DIRECTION 1:
Reproduce the passage of the forum thread on infidelity from "Oh and I just" up to and including "done to her.".
DIRECTION 2:
Continue the forum thread on infidelity from its final post onward.

Oh and I just wanted to add... until your husband cheats on you, you can't relate to her. 

Sure, you prob felt a stab or an inkling of what she felt but it's nowhere near to the betrayal she experienced since it was her own spouse that did this to her, the person she married. In your case, it was a lover who had other lovers and a wife who played you. I get that you feel hurt by it but do understand, it's not even in the same lexicon of what was done to her.


----------



## paramore (Jan 11, 2011)

It would be like me saying that my OM cheated on me with his wife....


----------



## Jellybeans (Mar 8, 2011)

^ Ya and that's what I was trying to explain there.


----------



## paramore (Jan 11, 2011)

Just work on getting out of the fog girl, things will be clearer then.


----------



## myhope (Dec 9, 2010)

i wanted an appology.

RECORDS:
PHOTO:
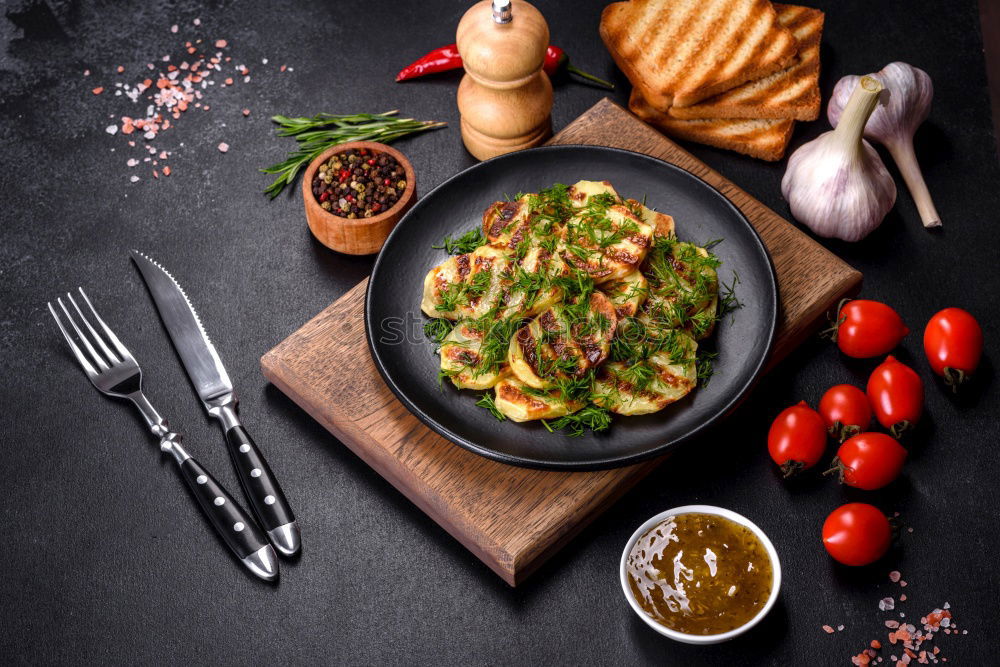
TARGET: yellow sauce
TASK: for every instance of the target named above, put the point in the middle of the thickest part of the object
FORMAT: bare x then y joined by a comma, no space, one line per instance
700,574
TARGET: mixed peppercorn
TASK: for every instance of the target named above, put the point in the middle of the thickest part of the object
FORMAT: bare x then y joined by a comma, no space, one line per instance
359,183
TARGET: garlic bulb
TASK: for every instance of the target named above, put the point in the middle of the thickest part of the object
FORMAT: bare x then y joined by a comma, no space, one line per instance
894,123
836,184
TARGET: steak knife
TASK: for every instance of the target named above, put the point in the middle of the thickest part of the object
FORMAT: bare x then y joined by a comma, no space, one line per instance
212,383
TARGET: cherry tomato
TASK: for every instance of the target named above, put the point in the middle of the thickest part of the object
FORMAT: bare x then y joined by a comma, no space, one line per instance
953,343
845,410
868,329
869,461
897,395
797,439
856,534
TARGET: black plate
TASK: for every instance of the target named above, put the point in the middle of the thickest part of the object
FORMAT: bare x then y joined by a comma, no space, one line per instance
407,360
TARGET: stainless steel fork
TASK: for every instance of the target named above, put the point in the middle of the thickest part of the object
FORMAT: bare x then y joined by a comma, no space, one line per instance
114,371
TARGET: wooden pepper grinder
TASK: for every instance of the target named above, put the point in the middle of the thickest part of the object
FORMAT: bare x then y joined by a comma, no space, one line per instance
505,98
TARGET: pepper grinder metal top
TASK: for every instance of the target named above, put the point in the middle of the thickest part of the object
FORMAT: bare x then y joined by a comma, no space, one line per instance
505,99
502,12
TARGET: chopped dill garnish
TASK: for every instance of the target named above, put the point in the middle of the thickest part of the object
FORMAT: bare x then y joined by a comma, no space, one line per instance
465,243
591,416
546,260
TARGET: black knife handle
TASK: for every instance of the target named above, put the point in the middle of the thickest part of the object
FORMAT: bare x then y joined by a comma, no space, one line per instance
265,494
236,527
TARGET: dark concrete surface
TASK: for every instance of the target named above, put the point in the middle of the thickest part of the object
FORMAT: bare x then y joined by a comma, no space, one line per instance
107,559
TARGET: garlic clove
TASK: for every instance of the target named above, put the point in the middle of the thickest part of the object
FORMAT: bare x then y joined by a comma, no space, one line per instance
894,122
837,184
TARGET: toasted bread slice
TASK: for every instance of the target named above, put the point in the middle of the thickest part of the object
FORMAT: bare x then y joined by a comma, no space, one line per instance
679,52
791,93
762,138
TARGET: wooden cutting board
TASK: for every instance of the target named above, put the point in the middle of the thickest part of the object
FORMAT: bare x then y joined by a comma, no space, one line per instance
512,518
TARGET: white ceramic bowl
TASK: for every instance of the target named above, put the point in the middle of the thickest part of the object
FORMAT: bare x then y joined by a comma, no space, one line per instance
683,636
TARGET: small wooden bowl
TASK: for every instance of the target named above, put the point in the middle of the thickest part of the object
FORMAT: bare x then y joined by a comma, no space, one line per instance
358,236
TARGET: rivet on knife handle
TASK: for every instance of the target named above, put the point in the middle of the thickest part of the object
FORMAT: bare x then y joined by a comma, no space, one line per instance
263,491
237,529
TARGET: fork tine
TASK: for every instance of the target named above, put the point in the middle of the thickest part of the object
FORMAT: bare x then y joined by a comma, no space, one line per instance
122,350
100,341
95,358
87,368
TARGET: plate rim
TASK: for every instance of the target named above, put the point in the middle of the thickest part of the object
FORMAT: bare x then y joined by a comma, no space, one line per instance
596,464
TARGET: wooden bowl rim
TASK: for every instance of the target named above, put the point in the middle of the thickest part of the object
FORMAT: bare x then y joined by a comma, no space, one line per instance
329,218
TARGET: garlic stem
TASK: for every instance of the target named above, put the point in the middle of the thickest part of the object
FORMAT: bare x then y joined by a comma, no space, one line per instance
906,161
861,105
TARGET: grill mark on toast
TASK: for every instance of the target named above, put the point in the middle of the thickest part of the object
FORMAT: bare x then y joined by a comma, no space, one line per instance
789,93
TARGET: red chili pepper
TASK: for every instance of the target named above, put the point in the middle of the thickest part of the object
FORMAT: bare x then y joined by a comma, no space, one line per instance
556,60
439,60
448,58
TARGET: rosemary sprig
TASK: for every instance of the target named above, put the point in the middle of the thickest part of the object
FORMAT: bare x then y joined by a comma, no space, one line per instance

REPLY 1:
Oh and I just wanted to add... until your husband cheats on you, you can't relate to her. 

Sure, you prob felt a stab or an inkling of what she felt but it's nowhere near to the betrayal she experienced since it was her own spouse that did this to her, the person she married. In your case, it was a lover who had other lovers and a wife who played you. I get that you feel hurt by it but do understand, it's not even in the same lexicon of what was done to her.

REPLY 2:
not sure if i would have believed it, or how i would have felt after i got it.


----------



## Lilyana (Apr 12, 2011)

why aren't you apologizing to his wife?


----------



## the guy (Aug 3, 2010)

I think I'll apologize to W's ex boyfriend for cheating with his girl friend.

After all he did ask my wife not to talk to other guys when he thought they were getting serious. (what an idiot)

Wife had to remind boyfriend she was married. OM reply " can you at least shower before you come over.

No apology in the world can excuse infidelity so why bother.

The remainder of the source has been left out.